[Pointing records]
::::::::

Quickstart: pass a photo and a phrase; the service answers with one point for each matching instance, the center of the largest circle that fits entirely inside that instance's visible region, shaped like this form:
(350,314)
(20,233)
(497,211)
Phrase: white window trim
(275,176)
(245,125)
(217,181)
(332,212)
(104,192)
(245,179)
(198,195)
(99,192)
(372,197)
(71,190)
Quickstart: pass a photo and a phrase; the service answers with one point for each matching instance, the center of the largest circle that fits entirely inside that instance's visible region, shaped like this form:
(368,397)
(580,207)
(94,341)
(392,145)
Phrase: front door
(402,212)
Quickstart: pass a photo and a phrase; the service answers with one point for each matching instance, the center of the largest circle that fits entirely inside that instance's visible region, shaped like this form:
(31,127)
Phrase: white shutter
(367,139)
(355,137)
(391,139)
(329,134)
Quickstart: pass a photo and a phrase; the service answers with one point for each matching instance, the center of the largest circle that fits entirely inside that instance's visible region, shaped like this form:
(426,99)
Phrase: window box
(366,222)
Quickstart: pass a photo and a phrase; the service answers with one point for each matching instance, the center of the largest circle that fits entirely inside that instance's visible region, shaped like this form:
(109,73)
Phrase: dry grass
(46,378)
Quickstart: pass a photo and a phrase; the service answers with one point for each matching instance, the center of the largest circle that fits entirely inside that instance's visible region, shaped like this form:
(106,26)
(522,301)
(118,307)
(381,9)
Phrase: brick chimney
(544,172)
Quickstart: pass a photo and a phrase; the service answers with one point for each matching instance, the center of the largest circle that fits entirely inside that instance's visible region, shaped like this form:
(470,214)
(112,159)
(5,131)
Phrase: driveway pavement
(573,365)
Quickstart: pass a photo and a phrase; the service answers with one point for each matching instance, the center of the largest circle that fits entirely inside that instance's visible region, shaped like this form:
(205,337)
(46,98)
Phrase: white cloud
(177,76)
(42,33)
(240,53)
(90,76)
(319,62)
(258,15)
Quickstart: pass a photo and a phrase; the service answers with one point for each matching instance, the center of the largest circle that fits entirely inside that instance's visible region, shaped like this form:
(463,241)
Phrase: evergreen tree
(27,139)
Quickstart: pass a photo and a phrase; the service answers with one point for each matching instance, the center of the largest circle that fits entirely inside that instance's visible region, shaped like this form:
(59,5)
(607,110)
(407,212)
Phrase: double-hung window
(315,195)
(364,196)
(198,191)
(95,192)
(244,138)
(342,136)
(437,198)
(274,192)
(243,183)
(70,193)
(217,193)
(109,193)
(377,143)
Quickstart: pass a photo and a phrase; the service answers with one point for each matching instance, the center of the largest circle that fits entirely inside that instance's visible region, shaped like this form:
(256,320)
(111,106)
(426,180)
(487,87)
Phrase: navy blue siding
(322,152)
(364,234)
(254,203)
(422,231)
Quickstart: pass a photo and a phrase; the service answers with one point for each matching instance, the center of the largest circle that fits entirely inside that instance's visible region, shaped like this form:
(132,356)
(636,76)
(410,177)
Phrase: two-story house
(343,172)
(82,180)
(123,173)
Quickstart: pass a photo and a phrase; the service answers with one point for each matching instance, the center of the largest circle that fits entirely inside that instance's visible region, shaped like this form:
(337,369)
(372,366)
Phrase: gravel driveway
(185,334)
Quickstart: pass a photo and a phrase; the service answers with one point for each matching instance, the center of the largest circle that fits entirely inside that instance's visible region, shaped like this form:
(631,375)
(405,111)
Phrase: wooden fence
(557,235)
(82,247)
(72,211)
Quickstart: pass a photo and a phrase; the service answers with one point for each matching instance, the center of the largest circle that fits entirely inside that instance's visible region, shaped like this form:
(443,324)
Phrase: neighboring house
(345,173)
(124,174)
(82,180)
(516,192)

::::::::

- _INSTRUCTIONS FOR THE TASK_: Restate the data above word for word, please.

- _EXPECTED OUTPUT_:
Quickstart: pass a photo and a phrase; the service answers with one point for each matching instance, the center of the largest circle that fits entirely inside that instance's visible region, shaped like this form:
(350,314)
(20,233)
(497,211)
Phrase: white window trim
(275,176)
(245,125)
(217,181)
(332,212)
(104,192)
(245,179)
(198,195)
(99,192)
(372,197)
(71,190)
Quickstart: pass a photo and a phrase; the service answers with one point for each matching instance, the center of the largest circle that fits entirely inside that instance's visible region, shaped like this form:
(368,397)
(580,207)
(94,341)
(392,145)
Phrase: front door
(402,212)
Quickstart: pass a photo and a phrase; the service answers with one point for each matching instance, the center of the largest circle that fits entirely inside that instance's visible region, shaped like this form:
(31,127)
Phrase: white shutter
(367,139)
(355,137)
(391,139)
(329,134)
Quickstart: pass a photo and a phrase; the service answers with one point for each matching instance, the center of the largest circle that fits entirely inside that instance's visible region, shaped like this form:
(426,99)
Phrase: window box
(366,222)
Quickstart: pass a photo and a phrase; the service answers with one point for each matching instance, the center of the largest circle that fits entirely inside that instance's visible region, shaped like this form:
(109,73)
Phrase: dry grass
(46,378)
Quickstart: pass a photo and a phrase; the service answers with one point for each matching instance, the center of the largest circle that fits entirely inside that instance's visible region, shaped like this form:
(106,26)
(522,301)
(118,307)
(381,9)
Phrase: brick chimney
(544,172)
Quickstart: pass a photo and a phrase; the service answers with one point for each matching instance, the center of the largest circle that fits entirely inside that instance's visible region, shaped like this form:
(470,214)
(112,159)
(5,131)
Phrase: driveway pavement
(573,365)
Quickstart: pass a photo and a phrase; the service answers with one point for each matching instance, the center of the largest circle that fits entirely inside that instance's visible region, shaped like this form:
(205,337)
(46,98)
Phrase: white cloud
(177,76)
(42,33)
(240,53)
(90,76)
(319,62)
(258,15)
Quickstart: pass a photo and a phrase; the service answers with one point for each matching instance, the center of the largest circle that fits entirely inside that instance's visible region, shaped like this form:
(463,241)
Phrase: evergreen tree
(27,139)
Quickstart: pass a photo and a phrase; the service answers with one point for each matching instance, the center of the largest circle that fits entirely inside that instance's visible region, shaped like this form:
(59,5)
(607,110)
(407,212)
Phrase: double-hung window
(315,195)
(364,196)
(198,191)
(95,192)
(244,138)
(342,136)
(437,198)
(274,192)
(243,183)
(70,193)
(217,193)
(109,193)
(377,143)
Quickstart: pass a photo and a phrase; the service answers with one point for each matching instance, the center of the largest circle that fits entirely inside that instance's visible region, shaped like this form:
(256,320)
(111,106)
(426,180)
(487,87)
Phrase: navy blue siding
(322,152)
(364,234)
(254,203)
(422,231)
Quickstart: pass a photo and a phrase; the service answers with one point for each matching instance, the center of the largest circle that fits entirely inside that instance's visible region, shaped like this form:
(132,356)
(636,76)
(410,177)
Phrase: two-story house
(343,172)
(82,180)
(123,173)
Quickstart: pass a photo and a phrase; the service answers with one point for each matching instance, the center of the largest circle that fits entirely inside that instance's visible region, shaped like this form:
(337,369)
(372,366)
Phrase: gravel driveway
(185,334)
Quickstart: pass a photo and a phrase; the service answers with one point for each matching instance, the center of the largest circle that fits entirely inside that instance's visible region, shaped like this form:
(631,375)
(405,111)
Phrase: wooden fence
(557,235)
(82,247)
(72,211)
Quickstart: pass a photo and a phrase; the service answers with one point for each matching instance, the center of the largest circle that fits entirely inside that instance's visible region, shaped like this form:
(443,324)
Phrase: neighboring house
(345,173)
(124,174)
(82,180)
(516,192)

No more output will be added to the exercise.